Convert every line of the entries below into a JSON list of strings, with one string per line and any blank lines omitted.

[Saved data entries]
——————————
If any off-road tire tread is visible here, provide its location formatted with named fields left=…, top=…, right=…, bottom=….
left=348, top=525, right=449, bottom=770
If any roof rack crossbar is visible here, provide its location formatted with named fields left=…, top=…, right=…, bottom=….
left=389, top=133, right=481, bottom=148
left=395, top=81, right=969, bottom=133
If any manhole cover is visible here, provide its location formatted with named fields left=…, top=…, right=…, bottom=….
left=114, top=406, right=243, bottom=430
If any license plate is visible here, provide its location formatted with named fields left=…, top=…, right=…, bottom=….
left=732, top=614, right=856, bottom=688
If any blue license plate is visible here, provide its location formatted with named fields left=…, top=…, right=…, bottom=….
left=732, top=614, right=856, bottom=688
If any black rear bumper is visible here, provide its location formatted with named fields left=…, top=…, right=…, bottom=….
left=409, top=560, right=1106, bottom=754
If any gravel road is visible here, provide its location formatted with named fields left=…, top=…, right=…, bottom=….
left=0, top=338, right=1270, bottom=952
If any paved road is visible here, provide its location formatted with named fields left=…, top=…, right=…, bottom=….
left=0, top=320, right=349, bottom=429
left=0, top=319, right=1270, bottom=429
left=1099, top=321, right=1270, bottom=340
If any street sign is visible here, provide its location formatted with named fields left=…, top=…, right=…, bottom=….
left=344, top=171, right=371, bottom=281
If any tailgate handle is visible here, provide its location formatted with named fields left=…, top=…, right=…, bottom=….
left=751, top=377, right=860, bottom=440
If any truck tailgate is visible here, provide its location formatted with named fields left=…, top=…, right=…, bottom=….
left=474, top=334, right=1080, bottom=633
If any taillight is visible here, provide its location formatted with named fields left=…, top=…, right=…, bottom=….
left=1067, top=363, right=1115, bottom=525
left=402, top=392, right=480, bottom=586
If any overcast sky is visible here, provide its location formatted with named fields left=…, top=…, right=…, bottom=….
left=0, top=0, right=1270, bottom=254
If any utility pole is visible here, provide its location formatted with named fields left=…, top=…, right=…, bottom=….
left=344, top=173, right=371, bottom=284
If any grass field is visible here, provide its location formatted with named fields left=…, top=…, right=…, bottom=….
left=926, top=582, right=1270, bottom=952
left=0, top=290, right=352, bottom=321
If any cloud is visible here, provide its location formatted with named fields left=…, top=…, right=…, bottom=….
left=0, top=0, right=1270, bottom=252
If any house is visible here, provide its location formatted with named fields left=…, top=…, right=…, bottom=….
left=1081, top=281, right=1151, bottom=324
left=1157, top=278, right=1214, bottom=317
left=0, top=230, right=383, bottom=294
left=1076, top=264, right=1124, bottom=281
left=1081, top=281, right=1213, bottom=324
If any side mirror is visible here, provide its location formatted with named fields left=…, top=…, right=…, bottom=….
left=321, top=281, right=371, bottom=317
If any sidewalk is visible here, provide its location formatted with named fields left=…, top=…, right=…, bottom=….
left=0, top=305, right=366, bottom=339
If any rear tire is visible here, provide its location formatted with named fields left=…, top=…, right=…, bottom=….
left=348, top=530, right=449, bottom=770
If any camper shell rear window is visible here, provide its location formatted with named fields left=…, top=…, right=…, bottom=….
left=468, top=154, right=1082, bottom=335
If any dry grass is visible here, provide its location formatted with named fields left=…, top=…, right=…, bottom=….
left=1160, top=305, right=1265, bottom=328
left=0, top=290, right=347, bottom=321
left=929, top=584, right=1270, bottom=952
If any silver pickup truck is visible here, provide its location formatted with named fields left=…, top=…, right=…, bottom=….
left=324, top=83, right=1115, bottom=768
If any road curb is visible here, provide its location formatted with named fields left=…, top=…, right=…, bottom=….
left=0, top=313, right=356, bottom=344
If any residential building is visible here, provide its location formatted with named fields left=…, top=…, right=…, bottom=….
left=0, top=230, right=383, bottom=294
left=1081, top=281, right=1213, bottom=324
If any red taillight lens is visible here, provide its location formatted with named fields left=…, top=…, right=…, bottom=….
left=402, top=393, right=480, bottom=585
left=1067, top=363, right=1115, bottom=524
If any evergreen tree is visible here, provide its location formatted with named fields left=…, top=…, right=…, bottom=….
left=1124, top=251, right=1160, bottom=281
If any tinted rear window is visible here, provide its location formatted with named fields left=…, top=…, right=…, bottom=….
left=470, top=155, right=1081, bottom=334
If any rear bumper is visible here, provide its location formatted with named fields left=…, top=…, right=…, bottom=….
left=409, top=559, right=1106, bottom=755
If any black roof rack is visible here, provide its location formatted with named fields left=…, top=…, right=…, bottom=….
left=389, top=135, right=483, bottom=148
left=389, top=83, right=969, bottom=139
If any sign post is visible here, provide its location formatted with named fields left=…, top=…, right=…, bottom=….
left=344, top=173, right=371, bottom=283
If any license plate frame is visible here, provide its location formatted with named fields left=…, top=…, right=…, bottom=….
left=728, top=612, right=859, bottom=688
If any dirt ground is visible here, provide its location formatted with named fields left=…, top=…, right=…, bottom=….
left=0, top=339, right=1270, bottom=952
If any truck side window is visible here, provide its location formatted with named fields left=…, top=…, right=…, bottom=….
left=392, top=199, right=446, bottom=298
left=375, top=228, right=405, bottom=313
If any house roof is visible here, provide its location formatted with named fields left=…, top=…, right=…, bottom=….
——————————
> ANSWER TO THIS PROBLEM:
[
  "If any off-road tire tread is visible here, provide its location formatted with named fields left=…, top=…, right=…, bottom=….",
  "left=348, top=525, right=449, bottom=770",
  "If any roof rack crossbar is visible here, provide its location formatted with named fields left=…, top=…, right=…, bottom=….",
  "left=389, top=133, right=481, bottom=148",
  "left=395, top=81, right=969, bottom=133",
  "If any manhole cover is visible here, provide its location formatted with named fields left=…, top=…, right=…, bottom=….",
  "left=114, top=406, right=243, bottom=430",
  "If any license plate is visible here, provide its location formatted with named fields left=…, top=…, right=…, bottom=….",
  "left=732, top=614, right=856, bottom=688",
  "If any blue license plate is visible here, provide its location formatted with named fields left=…, top=…, right=…, bottom=….",
  "left=732, top=614, right=856, bottom=688",
  "If any black rear bumper is visible here, provide its location formatted with named fields left=…, top=…, right=…, bottom=….",
  "left=409, top=560, right=1106, bottom=754",
  "If any gravel road is visible here, provide its location formatted with named fields left=…, top=…, right=…, bottom=….",
  "left=0, top=338, right=1270, bottom=952",
  "If any paved road is visible here, provide its location formatted with named fields left=…, top=…, right=…, bottom=….",
  "left=0, top=320, right=349, bottom=429",
  "left=0, top=319, right=1270, bottom=429",
  "left=1099, top=321, right=1270, bottom=340",
  "If any street sign is visible here, provide its location formatted with named fields left=…, top=…, right=…, bottom=….",
  "left=344, top=171, right=371, bottom=281",
  "If any tailgate handle is visible here, provide its location formatted with named fields left=…, top=…, right=…, bottom=….",
  "left=751, top=377, right=860, bottom=440",
  "If any truck tailgate is visible here, provide its location formatted with named fields left=…, top=…, right=…, bottom=….",
  "left=474, top=334, right=1080, bottom=633",
  "If any taillight is visible here, provide its location formatted with named fields left=…, top=…, right=…, bottom=….",
  "left=1067, top=363, right=1115, bottom=525",
  "left=402, top=392, right=480, bottom=586",
  "If any overcast sky is visible here, provide its location formatted with named fields left=…, top=…, right=…, bottom=….",
  "left=0, top=0, right=1270, bottom=254",
  "If any utility pole is visible here, provide its location formatted with named fields left=…, top=…, right=…, bottom=….",
  "left=344, top=173, right=371, bottom=284",
  "If any grass field is visible here, provide its location formatted with named fields left=…, top=…, right=…, bottom=….",
  "left=926, top=582, right=1270, bottom=952",
  "left=0, top=290, right=352, bottom=321",
  "If any cloud is visible here, provide its location formatted with named fields left=…, top=…, right=…, bottom=….",
  "left=0, top=0, right=1270, bottom=252",
  "If any house is visible here, provide its location formatted with named fields left=…, top=…, right=…, bottom=….",
  "left=1081, top=281, right=1151, bottom=324",
  "left=1157, top=278, right=1214, bottom=317",
  "left=0, top=230, right=383, bottom=294",
  "left=1076, top=264, right=1124, bottom=281",
  "left=1081, top=281, right=1213, bottom=324",
  "If any side mirror is visible here, provide its location formatted with named fields left=…, top=…, right=…, bottom=….",
  "left=321, top=281, right=371, bottom=317",
  "If any sidewalk is visible here, provide its location formatted with named fields left=…, top=…, right=…, bottom=….",
  "left=0, top=305, right=366, bottom=339",
  "If any rear tire is visible here, provide its location formatted with named fields left=…, top=…, right=…, bottom=….",
  "left=348, top=530, right=449, bottom=770",
  "If any camper shell rear window is visible here, provide its location formatted with named fields left=…, top=…, right=…, bottom=….",
  "left=468, top=154, right=1082, bottom=335",
  "If any dry grass is visible here, provide its location formatted with named fields left=…, top=…, right=…, bottom=….",
  "left=1160, top=305, right=1265, bottom=328",
  "left=0, top=290, right=347, bottom=321",
  "left=929, top=584, right=1270, bottom=952",
  "If any silver pickup truck is visible here, provide its location formatted with named fields left=…, top=…, right=…, bottom=….",
  "left=324, top=83, right=1115, bottom=768",
  "If any road curb is visible here, provide its location formatted with named fields left=…, top=…, right=…, bottom=….",
  "left=0, top=313, right=356, bottom=344",
  "If any residential building is visible here, provide its location formatted with named fields left=…, top=…, right=…, bottom=….",
  "left=0, top=230, right=383, bottom=294",
  "left=1081, top=281, right=1213, bottom=324",
  "If any red taillight lens is visible here, provide its location formatted with named fields left=…, top=…, right=…, bottom=….",
  "left=402, top=393, right=480, bottom=585",
  "left=1067, top=363, right=1115, bottom=524",
  "If any evergreen tree is visible here, provide its location formatted with named fields left=…, top=…, right=…, bottom=….",
  "left=1124, top=251, right=1160, bottom=281",
  "If any tinted rear window is visible here, provide its location formatted with named fields left=…, top=…, right=…, bottom=….",
  "left=470, top=155, right=1081, bottom=334",
  "If any rear bumper is visible here, provide its location formatted with named fields left=…, top=…, right=…, bottom=….",
  "left=409, top=559, right=1106, bottom=755",
  "If any black roof rack is visible here, provide its location formatted with named fields left=…, top=…, right=…, bottom=….",
  "left=389, top=135, right=483, bottom=148",
  "left=389, top=83, right=969, bottom=139",
  "If any sign post is visible here, provide its location formatted with named fields left=…, top=…, right=…, bottom=….",
  "left=344, top=173, right=371, bottom=283",
  "If any license plate frame is visible here, provide its location formatted with named fields left=…, top=…, right=…, bottom=….",
  "left=728, top=612, right=859, bottom=688",
  "If any dirt ground is visible here, provide its location formatted with named fields left=…, top=…, right=…, bottom=….",
  "left=0, top=339, right=1270, bottom=952",
  "If any truck side window is visible here, provide its location formatted with named fields left=…, top=…, right=…, bottom=….",
  "left=392, top=199, right=446, bottom=298",
  "left=375, top=228, right=405, bottom=313",
  "If any house roof is visible here, provide its location formatted with named fields left=…, top=…, right=…, bottom=…."
]